*Given problem:* Could you rewrite every one of these rows with "indicate" swapped for "point out" and everything else left unchanged, leaving out the pictures?

*Dataset content:*
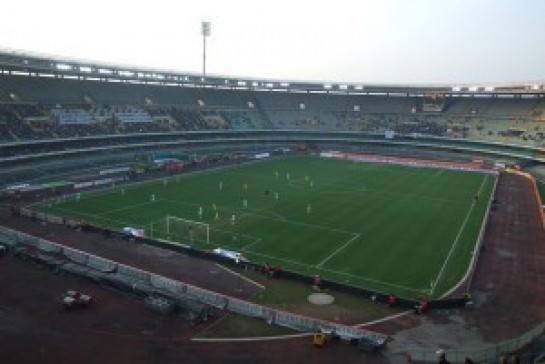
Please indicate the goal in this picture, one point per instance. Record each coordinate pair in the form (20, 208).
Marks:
(178, 229)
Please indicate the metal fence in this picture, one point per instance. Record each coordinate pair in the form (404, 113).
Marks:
(487, 354)
(136, 279)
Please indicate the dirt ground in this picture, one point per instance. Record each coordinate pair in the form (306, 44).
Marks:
(118, 328)
(509, 280)
(508, 287)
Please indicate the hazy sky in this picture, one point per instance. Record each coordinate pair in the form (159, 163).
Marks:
(381, 41)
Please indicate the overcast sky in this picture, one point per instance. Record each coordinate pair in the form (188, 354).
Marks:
(381, 41)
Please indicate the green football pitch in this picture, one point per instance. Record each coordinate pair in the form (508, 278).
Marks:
(396, 229)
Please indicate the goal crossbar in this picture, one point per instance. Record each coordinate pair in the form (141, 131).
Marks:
(173, 219)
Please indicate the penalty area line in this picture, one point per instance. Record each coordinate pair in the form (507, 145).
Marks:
(329, 257)
(455, 243)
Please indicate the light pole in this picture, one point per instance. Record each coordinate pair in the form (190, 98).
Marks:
(206, 30)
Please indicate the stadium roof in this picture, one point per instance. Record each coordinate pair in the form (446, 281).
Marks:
(22, 63)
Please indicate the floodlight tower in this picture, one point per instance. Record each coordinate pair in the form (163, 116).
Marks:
(206, 31)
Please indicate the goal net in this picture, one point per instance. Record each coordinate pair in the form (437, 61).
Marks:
(178, 229)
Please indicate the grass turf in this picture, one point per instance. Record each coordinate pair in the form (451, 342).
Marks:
(404, 230)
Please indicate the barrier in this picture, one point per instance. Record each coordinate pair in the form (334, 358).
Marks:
(133, 273)
(101, 264)
(48, 247)
(144, 282)
(75, 256)
(485, 354)
(164, 284)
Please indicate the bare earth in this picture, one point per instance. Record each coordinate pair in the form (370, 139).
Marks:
(508, 290)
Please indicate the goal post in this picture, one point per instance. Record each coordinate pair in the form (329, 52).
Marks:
(186, 229)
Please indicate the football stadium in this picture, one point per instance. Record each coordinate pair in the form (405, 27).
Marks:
(155, 216)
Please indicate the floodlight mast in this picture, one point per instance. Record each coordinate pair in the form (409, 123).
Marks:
(206, 31)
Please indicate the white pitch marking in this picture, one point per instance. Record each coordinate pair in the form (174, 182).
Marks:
(319, 265)
(460, 231)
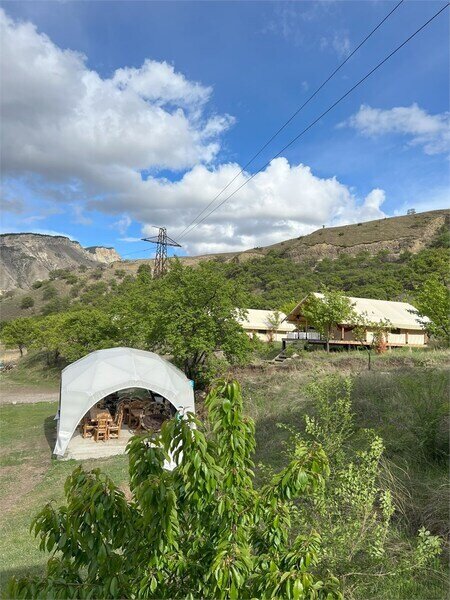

*Answer for the task:*
Please point out the goal in this picture, one point per instance. Record each coordinate pair in the form (20, 208).
Marks:
(178, 229)
Please point out the metal fence in this picture, one point per instance. Record each coordinate pair in the form (404, 113).
Marks:
(487, 354)
(136, 279)
Please point out the dirt ground in this picture, one point per instance. Record each coordinate pair in the form (306, 44).
Marks:
(118, 328)
(509, 280)
(508, 287)
Please point out the hazy sky in this picture, one point per instance. Record each coordinate pair in the form (159, 163).
Marks:
(381, 41)
Please point out the overcast sky in this picture, one point per instance. Record each coordinate pair in the form (188, 354).
Marks:
(381, 41)
Please point out the green football pitch in this picture, one point per instance. Record each coordinate pair in the form (508, 278).
Marks:
(396, 229)
Please point out the goal crossbar in this picture, one point per instance. Record each coordinate pair in the form (141, 131).
Marks:
(173, 219)
Please point out the penalty area line in this picture, one point per instance. Record each coordinate pair in the form (507, 145).
Marks:
(329, 257)
(455, 243)
Please point out the light pole in this picture, one point per instance. Record each coordinate pair in the form (190, 98).
Marks:
(206, 30)
Please point out the stadium roof in this picture, one point per instance. Record each coordinate pair in the form (446, 281).
Marks:
(22, 63)
Please point out the floodlight tower in this picture, one point per instance. Record each coordinate pair in the form (163, 116).
Marks:
(206, 31)
Please point out the goal net in this picture, one point per instance. Record each coordinate pair in the form (437, 61).
Marks:
(178, 229)
Please point out the grass turf in this picture, one point per instance. Record each coordinate pair in the form (451, 342).
Marks:
(404, 230)
Please point out the barrier in this picture, one point per instance. Record each coordinate pair in the form (334, 358).
Marks:
(133, 273)
(101, 264)
(48, 247)
(144, 282)
(75, 256)
(485, 354)
(164, 284)
Please point out the bare earth in this picture, one point per instance. Record each coordinate pair in the form (370, 139).
Marks:
(508, 290)
Please point out the goal post in this picture, one point per instance. Record each coordinate pair in the form (329, 52).
Marks:
(186, 229)
Please point out the football stadium in this picture, one point per instance. Record each coordinate pair in the form (405, 27).
Marks:
(155, 216)
Please point out the floodlight mast in this picture, one point per instance. Record each coordinate pair in the form (409, 123).
Marks:
(206, 31)
Please point out the white pitch marking in this picture, one point per instance. Record each coordinate pair in the form (174, 182).
Marks:
(319, 265)
(460, 231)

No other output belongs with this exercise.